From the listing below, pull out every line containing the string "segment" and copy each one in full.

[Start of Extracted records]

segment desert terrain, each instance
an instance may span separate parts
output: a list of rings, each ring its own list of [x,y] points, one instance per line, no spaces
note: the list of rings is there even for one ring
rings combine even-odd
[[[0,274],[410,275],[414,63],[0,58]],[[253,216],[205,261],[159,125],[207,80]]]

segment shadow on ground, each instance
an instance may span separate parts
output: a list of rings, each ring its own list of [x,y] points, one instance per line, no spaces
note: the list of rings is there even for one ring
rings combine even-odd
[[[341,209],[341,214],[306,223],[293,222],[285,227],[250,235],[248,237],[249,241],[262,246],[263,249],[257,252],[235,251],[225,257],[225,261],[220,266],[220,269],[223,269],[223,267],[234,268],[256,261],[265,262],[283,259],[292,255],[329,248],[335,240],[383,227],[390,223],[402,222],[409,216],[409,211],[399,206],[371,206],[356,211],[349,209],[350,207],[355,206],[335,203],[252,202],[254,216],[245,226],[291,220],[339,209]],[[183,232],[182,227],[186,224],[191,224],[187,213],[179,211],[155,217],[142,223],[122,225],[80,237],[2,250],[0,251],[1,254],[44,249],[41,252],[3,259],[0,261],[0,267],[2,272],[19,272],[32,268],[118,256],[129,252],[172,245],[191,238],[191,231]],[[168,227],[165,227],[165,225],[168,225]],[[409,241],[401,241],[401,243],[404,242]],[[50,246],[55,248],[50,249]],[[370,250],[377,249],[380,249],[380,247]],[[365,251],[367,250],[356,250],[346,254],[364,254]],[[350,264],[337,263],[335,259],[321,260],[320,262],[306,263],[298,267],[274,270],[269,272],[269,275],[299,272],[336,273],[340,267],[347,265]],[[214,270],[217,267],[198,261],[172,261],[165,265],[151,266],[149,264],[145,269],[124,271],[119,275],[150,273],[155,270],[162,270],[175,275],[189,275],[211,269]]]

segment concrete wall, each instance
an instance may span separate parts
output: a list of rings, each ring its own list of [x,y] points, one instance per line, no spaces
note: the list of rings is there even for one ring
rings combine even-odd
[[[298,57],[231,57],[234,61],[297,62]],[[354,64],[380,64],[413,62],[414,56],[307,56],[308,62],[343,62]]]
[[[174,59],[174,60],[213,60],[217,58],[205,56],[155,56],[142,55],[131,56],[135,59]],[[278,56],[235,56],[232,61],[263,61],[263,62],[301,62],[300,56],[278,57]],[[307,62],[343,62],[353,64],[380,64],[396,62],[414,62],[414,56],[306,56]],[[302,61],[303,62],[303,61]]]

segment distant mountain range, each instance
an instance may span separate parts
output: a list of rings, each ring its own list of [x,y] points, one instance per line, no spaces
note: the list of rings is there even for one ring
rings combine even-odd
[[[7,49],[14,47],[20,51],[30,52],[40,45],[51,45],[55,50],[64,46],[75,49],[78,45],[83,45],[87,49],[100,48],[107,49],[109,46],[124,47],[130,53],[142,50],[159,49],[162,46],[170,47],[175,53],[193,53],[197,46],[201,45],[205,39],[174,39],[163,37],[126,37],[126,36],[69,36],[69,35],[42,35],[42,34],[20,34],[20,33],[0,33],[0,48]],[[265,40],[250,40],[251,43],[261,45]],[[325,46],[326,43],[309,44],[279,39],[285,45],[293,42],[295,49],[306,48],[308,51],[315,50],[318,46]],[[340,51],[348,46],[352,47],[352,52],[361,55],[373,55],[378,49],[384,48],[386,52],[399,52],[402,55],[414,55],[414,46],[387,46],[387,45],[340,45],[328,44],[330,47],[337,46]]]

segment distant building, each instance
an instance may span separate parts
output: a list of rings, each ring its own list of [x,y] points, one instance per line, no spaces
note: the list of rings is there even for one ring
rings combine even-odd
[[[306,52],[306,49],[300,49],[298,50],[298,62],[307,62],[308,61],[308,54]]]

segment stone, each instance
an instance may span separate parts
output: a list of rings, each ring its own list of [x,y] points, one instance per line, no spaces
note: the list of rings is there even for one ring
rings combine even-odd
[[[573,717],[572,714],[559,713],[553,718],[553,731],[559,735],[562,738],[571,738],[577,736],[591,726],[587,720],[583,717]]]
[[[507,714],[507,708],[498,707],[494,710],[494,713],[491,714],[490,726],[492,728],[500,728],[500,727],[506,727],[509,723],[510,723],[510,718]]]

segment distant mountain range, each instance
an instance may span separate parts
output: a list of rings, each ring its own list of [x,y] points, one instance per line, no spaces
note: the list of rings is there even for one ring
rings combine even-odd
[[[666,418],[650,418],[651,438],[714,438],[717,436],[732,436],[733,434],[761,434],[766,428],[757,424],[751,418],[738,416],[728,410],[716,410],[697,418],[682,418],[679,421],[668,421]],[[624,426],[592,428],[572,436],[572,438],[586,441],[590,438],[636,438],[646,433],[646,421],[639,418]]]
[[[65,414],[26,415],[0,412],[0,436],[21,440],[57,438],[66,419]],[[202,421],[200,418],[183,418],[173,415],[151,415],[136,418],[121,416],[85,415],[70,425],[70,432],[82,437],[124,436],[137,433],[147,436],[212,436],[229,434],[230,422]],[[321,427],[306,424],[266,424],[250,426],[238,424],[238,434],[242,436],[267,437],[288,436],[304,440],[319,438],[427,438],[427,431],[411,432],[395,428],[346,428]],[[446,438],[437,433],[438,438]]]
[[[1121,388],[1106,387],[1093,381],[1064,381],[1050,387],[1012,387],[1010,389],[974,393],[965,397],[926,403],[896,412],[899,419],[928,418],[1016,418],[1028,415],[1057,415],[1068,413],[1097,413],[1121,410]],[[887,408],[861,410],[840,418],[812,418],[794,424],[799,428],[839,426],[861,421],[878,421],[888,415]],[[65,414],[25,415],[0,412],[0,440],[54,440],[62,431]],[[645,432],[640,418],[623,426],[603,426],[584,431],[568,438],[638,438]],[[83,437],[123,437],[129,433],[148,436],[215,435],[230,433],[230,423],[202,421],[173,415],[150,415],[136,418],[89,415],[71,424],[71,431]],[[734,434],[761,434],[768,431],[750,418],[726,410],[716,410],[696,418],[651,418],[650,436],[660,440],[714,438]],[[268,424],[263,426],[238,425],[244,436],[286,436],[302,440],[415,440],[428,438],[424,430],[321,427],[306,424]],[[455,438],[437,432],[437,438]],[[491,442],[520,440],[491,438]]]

[End of Extracted records]

Exercise result:
segment desert terrain, each instance
segment shadow on ground, each instance
segment concrete wall, each instance
segment distant mountain range, each instance
segment distant building, each instance
segment stone, each instance
segment distant mountain range, each instance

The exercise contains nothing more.